Problem to solve
Reproduce every one of the lines below word for word, omitting the pictures.

Data rows
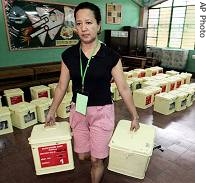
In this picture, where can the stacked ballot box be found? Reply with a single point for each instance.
(163, 84)
(159, 69)
(155, 90)
(5, 121)
(188, 77)
(42, 107)
(171, 82)
(128, 75)
(40, 91)
(130, 152)
(172, 72)
(63, 110)
(139, 73)
(179, 80)
(143, 98)
(151, 71)
(51, 148)
(135, 83)
(165, 103)
(190, 95)
(14, 96)
(23, 115)
(181, 99)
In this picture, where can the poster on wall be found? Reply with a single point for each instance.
(113, 13)
(37, 24)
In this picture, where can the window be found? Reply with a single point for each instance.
(172, 24)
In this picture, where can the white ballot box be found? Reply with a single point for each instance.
(130, 152)
(51, 148)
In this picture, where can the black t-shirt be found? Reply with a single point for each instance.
(98, 75)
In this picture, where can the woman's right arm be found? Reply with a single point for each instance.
(59, 94)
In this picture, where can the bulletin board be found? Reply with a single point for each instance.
(113, 13)
(37, 24)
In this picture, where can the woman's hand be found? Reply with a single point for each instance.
(50, 120)
(135, 124)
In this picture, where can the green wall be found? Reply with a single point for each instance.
(130, 16)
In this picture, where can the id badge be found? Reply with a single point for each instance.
(81, 103)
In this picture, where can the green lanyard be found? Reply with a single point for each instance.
(81, 70)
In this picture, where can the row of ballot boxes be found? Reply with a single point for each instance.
(130, 152)
(177, 100)
(165, 102)
(171, 80)
(25, 114)
(16, 95)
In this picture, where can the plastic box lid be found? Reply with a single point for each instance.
(22, 107)
(43, 101)
(140, 142)
(166, 96)
(13, 91)
(40, 134)
(4, 111)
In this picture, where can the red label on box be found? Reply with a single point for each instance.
(172, 86)
(43, 94)
(178, 84)
(148, 99)
(154, 73)
(16, 99)
(141, 74)
(163, 88)
(53, 155)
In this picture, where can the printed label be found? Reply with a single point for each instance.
(43, 94)
(68, 108)
(46, 112)
(178, 84)
(183, 103)
(141, 74)
(163, 88)
(172, 86)
(138, 86)
(53, 155)
(16, 99)
(3, 125)
(172, 106)
(148, 99)
(29, 117)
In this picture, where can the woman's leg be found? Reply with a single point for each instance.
(97, 169)
(84, 156)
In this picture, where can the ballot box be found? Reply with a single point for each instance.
(5, 121)
(130, 152)
(51, 148)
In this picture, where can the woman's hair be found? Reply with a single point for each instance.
(87, 5)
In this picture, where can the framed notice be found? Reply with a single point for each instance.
(113, 13)
(37, 24)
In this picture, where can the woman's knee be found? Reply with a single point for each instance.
(84, 156)
(95, 162)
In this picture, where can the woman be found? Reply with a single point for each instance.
(91, 65)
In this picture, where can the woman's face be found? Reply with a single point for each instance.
(86, 25)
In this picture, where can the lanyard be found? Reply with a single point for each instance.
(81, 70)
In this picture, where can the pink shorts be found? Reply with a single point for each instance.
(92, 132)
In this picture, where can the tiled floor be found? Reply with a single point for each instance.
(175, 132)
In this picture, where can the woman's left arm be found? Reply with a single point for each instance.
(125, 92)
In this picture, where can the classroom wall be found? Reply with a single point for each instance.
(21, 57)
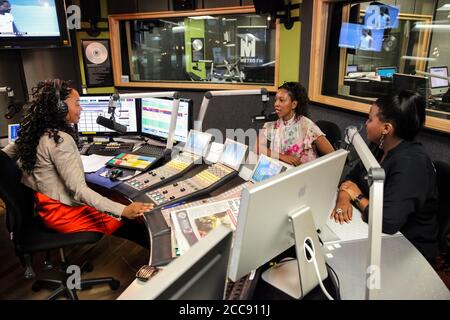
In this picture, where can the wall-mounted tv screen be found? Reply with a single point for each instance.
(381, 16)
(357, 36)
(32, 23)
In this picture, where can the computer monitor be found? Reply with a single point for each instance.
(13, 132)
(438, 86)
(198, 142)
(386, 72)
(352, 68)
(266, 168)
(200, 273)
(156, 114)
(356, 36)
(410, 82)
(381, 16)
(233, 154)
(271, 210)
(94, 106)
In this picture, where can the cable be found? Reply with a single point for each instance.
(337, 283)
(316, 267)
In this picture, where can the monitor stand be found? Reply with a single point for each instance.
(297, 277)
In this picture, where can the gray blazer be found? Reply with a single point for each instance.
(59, 174)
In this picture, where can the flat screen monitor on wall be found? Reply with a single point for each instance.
(438, 85)
(357, 36)
(94, 106)
(156, 114)
(33, 23)
(410, 82)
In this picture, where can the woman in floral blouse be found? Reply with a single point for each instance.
(293, 138)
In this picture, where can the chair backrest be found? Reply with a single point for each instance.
(332, 131)
(443, 184)
(18, 198)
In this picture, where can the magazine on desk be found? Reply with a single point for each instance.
(193, 223)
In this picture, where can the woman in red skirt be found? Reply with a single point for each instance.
(52, 166)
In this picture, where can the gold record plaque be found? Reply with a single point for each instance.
(97, 63)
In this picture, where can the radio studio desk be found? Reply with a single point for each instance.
(405, 274)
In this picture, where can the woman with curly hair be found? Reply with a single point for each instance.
(48, 156)
(293, 138)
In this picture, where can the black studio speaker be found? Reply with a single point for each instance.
(268, 6)
(183, 5)
(90, 10)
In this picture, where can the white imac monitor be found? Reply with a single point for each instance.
(94, 106)
(197, 142)
(200, 273)
(438, 86)
(271, 210)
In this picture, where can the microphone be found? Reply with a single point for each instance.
(111, 124)
(13, 109)
(265, 117)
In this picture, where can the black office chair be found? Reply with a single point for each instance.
(332, 131)
(443, 184)
(29, 235)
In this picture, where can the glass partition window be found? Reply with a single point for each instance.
(372, 49)
(225, 49)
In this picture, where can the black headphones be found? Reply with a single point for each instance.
(61, 107)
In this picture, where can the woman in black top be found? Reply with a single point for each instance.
(410, 200)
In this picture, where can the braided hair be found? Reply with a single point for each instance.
(42, 116)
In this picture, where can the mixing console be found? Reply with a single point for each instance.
(202, 183)
(176, 167)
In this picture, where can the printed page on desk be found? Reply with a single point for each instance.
(355, 230)
(194, 223)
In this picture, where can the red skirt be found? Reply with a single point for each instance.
(68, 219)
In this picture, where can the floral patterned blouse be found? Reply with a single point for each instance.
(293, 137)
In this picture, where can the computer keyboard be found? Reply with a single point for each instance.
(110, 149)
(149, 150)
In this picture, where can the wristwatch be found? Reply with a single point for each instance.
(358, 198)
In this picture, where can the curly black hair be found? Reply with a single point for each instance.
(298, 93)
(42, 116)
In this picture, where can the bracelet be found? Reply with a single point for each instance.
(358, 198)
(346, 193)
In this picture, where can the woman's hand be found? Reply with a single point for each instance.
(351, 188)
(343, 211)
(290, 159)
(136, 209)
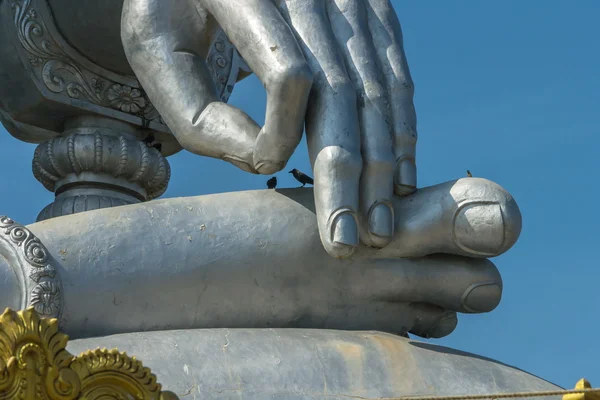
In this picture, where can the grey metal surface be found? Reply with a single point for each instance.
(98, 163)
(66, 85)
(336, 67)
(311, 364)
(254, 259)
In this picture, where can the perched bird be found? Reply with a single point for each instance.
(272, 183)
(302, 177)
(149, 139)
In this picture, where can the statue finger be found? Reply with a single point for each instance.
(432, 322)
(387, 35)
(350, 26)
(266, 42)
(169, 64)
(332, 128)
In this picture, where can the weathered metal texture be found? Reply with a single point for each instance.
(66, 84)
(311, 364)
(47, 80)
(254, 259)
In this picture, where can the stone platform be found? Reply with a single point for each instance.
(310, 364)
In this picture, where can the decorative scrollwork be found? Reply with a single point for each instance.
(34, 364)
(42, 286)
(61, 74)
(135, 162)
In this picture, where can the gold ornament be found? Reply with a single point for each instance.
(35, 365)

Exercise answer
In this picture, where can the stacked ballot box be found? Reply with a single point for each instance.
(163, 84)
(159, 69)
(155, 90)
(5, 121)
(188, 77)
(42, 107)
(171, 82)
(128, 75)
(40, 91)
(130, 152)
(172, 72)
(63, 110)
(139, 73)
(179, 80)
(143, 98)
(151, 71)
(51, 148)
(135, 83)
(165, 103)
(190, 95)
(14, 96)
(23, 115)
(181, 99)
In this picture, where can the poster on wall be found? Reply with a single point for each instance.
(113, 13)
(37, 24)
In this picture, where can the window be found? Reply with a single point for each instance.
(172, 24)
In this picture, where can the white ballot box be found? Reply with a single point for each instance.
(130, 152)
(51, 148)
In this picture, where can the black t-shirt be found? Reply with a single point for each instance.
(98, 75)
In this picture, where can the woman's right arm be found? Reply with a single point for each instance.
(59, 94)
In this picture, where can the bulletin board be found? Reply with a single point for each instance.
(113, 13)
(37, 24)
In this picture, where can the woman's hand be found? Reply with a single point for each instance.
(50, 120)
(135, 124)
In this picture, where can the green wall be found? Reply with a single point for each instance.
(130, 16)
In this picture, where can the id badge be found? Reply with a single point for each instance.
(81, 103)
In this picture, where can the green lanyard be found? Reply with a single point for each instance.
(81, 70)
In this picture, where can the row of ballot boxes be found? Reply with a single point for each instance.
(130, 152)
(177, 100)
(165, 102)
(171, 80)
(25, 114)
(16, 95)
In this picture, where can the plastic box lid be found? Reply with a single point for each instance.
(22, 107)
(43, 101)
(140, 142)
(166, 96)
(13, 91)
(40, 134)
(4, 111)
In this picture, where can the red label on box be found? Reply with a single point for each instance.
(172, 86)
(43, 94)
(178, 84)
(148, 99)
(154, 73)
(16, 99)
(141, 74)
(163, 88)
(53, 155)
In this picture, where can the printed label be found? Reply with a single point for each instance.
(43, 94)
(68, 108)
(46, 112)
(178, 84)
(183, 103)
(141, 74)
(163, 88)
(172, 86)
(138, 86)
(53, 155)
(16, 99)
(3, 125)
(172, 106)
(148, 99)
(29, 117)
In this picture, where can the woman's leg be found? Reply with a single point for each instance.
(97, 169)
(84, 156)
In this picture, where can the ballot box be found? Reply with a single point for each instance.
(5, 121)
(130, 152)
(51, 148)
In this picture, where can the woman's hair be found? Reply with a single point for each instance.
(87, 5)
In this picture, where can the framed notice be found? Reply with a single point for each instance.
(113, 13)
(37, 24)
In this picture, where can the woman's knee be found? Reply with a single point for each instance.
(84, 156)
(95, 162)
In this picture, where can the woman be found? Reply with a single point for each instance.
(91, 65)
In this picture, where can the woman's face be found? Reply with a single point for each instance.
(86, 25)
In this picture, where can the lanyard be found? Reply with a single point for each instance.
(81, 70)
In this picture, where can the pink shorts be found? Reply with a single point for each instance.
(92, 132)
In this picture, where can the tiled floor be found? Reply with a single point for each instance.
(175, 132)
In this picture, where can the woman's left arm be found? Reply with a single point for each instance.
(125, 92)
In this picture, where can the classroom wall be found? Reply with a single point for each instance.
(21, 57)
In this picture, where can the wall-mounted tv screen be found? Reply with a single point for each instance.
(381, 16)
(357, 36)
(32, 23)
In this picture, where can the computer monitor be found? Reply with a single point for each instance.
(13, 132)
(438, 86)
(198, 142)
(386, 72)
(352, 68)
(266, 168)
(200, 273)
(156, 114)
(356, 36)
(410, 82)
(381, 16)
(233, 154)
(271, 210)
(94, 106)
In this picture, where can the cable be found? Reply with a single point for each instance.
(337, 283)
(316, 267)
In this picture, where can the monitor stand be found? Reply with a single point for each instance.
(297, 277)
In this picture, where can the gray blazer be found? Reply with a single point for each instance.
(59, 174)
In this picture, where can the flat screen monitor on wall be found? Reply with a single point for each instance.
(438, 85)
(357, 36)
(94, 106)
(156, 114)
(33, 23)
(410, 82)
In this picture, where can the woman in floral blouse be found? Reply with a single point for each instance.
(293, 138)
In this picture, where can the chair backrest be found? Reply with a single point for each instance.
(332, 131)
(443, 184)
(18, 198)
In this picture, where can the magazine on desk be found? Reply with a single point for each instance.
(193, 223)
In this picture, where can the woman in red skirt be found? Reply with a single point for each instance.
(52, 166)
In this picture, where can the gold record plaque be found? Reply with a single point for each instance.
(97, 63)
In this picture, where can the radio studio desk be found? Reply with a single point for each instance.
(405, 274)
In this picture, where can the woman with curly hair be found? Reply with a single point for each instance.
(48, 156)
(293, 138)
In this picture, where can the black studio speaker be found? Reply with a single point for each instance.
(268, 6)
(183, 5)
(90, 10)
In this picture, where can the white imac monitor be found? Reply with a single point for each instance.
(94, 106)
(197, 142)
(200, 273)
(438, 86)
(271, 210)
In this picture, where can the microphone be found? Reply with a single point for each instance.
(111, 124)
(13, 109)
(265, 117)
In this picture, where can the black office chair be found? Reply with a single point for each instance.
(332, 131)
(443, 184)
(29, 235)
In this picture, where can the glass partition window be found? Reply with a single point for each instance.
(372, 49)
(225, 49)
In this picture, where can the black headphones be found? Reply with a single point for each instance.
(61, 107)
In this picture, where can the woman in black top be found? Reply with a single point for each instance.
(410, 200)
In this picture, where can the braided hair be found? Reply with a single point for each instance.
(42, 116)
In this picture, where can the mixing console be found? Reply with a single point for each instance.
(202, 183)
(176, 167)
In this picture, where can the printed page on desk be found? Reply with a single point for each instance.
(355, 230)
(194, 223)
In this picture, where can the red skirt be found? Reply with a single point for each instance.
(68, 219)
In this picture, where can the floral patterned blouse be found? Reply with a single point for each instance.
(293, 137)
In this picture, where can the computer keyboard be found? Reply with a single point for each instance.
(110, 149)
(149, 150)
In this picture, where can the wristwatch be found? Reply with a single point for each instance.
(358, 198)
In this picture, where can the curly black hair be found? Reply with a single point for each instance.
(298, 93)
(42, 116)
In this picture, where can the bracelet be found? Reply with a single point for each instance.
(358, 198)
(346, 193)
In this picture, where can the woman's hand be found? Reply with a single point for each instance.
(351, 188)
(343, 211)
(290, 159)
(136, 209)
In this picture, where can the grey metal surface be found? Reply with a single point for each instance.
(98, 163)
(66, 85)
(336, 67)
(311, 364)
(254, 259)
In this picture, where can the perched bird be found? Reply with a single point for each instance.
(272, 183)
(302, 177)
(149, 139)
In this picture, where can the statue finger be found? Reply with a single point for each instance.
(432, 322)
(387, 35)
(350, 26)
(266, 42)
(169, 64)
(332, 128)
In this picture, where can the weathered metal texture be found? Reply with a single point for each instance.
(66, 84)
(311, 364)
(47, 80)
(254, 259)
In this picture, where can the stone platform be found? Reply with a single point for each instance.
(310, 364)
In this picture, where can the decorative scrollwork be found? Reply with a single point for each instance.
(34, 364)
(42, 286)
(61, 74)
(135, 162)
In this picture, where can the gold ornament be found? Reply with a single point for each instance.
(35, 365)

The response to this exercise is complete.